Required work: Pick out and copy every line in the extracted data entries below that contains the string "green". Case must match.

··· Data in this exercise ···

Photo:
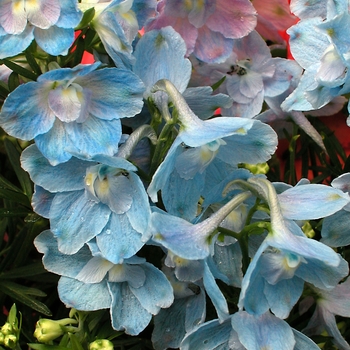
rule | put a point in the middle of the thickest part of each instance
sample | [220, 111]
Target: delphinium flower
[326, 63]
[328, 305]
[274, 17]
[90, 281]
[117, 24]
[251, 74]
[245, 331]
[101, 198]
[51, 23]
[335, 230]
[160, 54]
[209, 27]
[198, 146]
[73, 110]
[287, 258]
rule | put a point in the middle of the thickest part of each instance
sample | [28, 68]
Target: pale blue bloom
[100, 198]
[286, 258]
[208, 28]
[51, 23]
[329, 304]
[198, 145]
[91, 282]
[244, 331]
[117, 24]
[73, 110]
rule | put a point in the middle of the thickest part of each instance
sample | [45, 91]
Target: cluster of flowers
[143, 185]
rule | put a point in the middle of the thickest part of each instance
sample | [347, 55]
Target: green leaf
[14, 197]
[4, 90]
[12, 212]
[24, 271]
[32, 62]
[75, 343]
[13, 81]
[14, 157]
[46, 347]
[19, 69]
[16, 294]
[12, 317]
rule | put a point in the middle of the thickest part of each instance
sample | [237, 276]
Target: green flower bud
[47, 330]
[2, 337]
[10, 341]
[7, 329]
[101, 344]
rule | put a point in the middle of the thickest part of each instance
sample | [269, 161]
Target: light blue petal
[151, 298]
[133, 274]
[41, 201]
[256, 146]
[215, 294]
[12, 45]
[284, 295]
[55, 143]
[68, 176]
[180, 196]
[160, 55]
[321, 275]
[139, 214]
[203, 103]
[114, 40]
[180, 236]
[126, 312]
[25, 113]
[54, 40]
[116, 93]
[118, 240]
[212, 47]
[208, 336]
[169, 325]
[313, 201]
[302, 342]
[84, 296]
[335, 230]
[264, 331]
[75, 220]
[70, 14]
[57, 262]
[307, 44]
[94, 136]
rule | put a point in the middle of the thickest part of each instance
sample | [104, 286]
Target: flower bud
[101, 344]
[10, 341]
[7, 329]
[47, 330]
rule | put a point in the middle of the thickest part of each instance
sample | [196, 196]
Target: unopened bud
[47, 330]
[101, 344]
[10, 341]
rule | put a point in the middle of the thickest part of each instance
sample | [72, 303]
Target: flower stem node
[101, 344]
[47, 330]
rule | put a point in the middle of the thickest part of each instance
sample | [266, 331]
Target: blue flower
[73, 110]
[245, 331]
[100, 198]
[133, 290]
[328, 305]
[200, 145]
[51, 23]
[209, 27]
[287, 258]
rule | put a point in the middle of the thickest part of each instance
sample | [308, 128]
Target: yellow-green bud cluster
[47, 330]
[101, 344]
[9, 335]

···

Answer to the problem:
Target: green leaf
Target: green flower bud
Target: yellow-green bud cluster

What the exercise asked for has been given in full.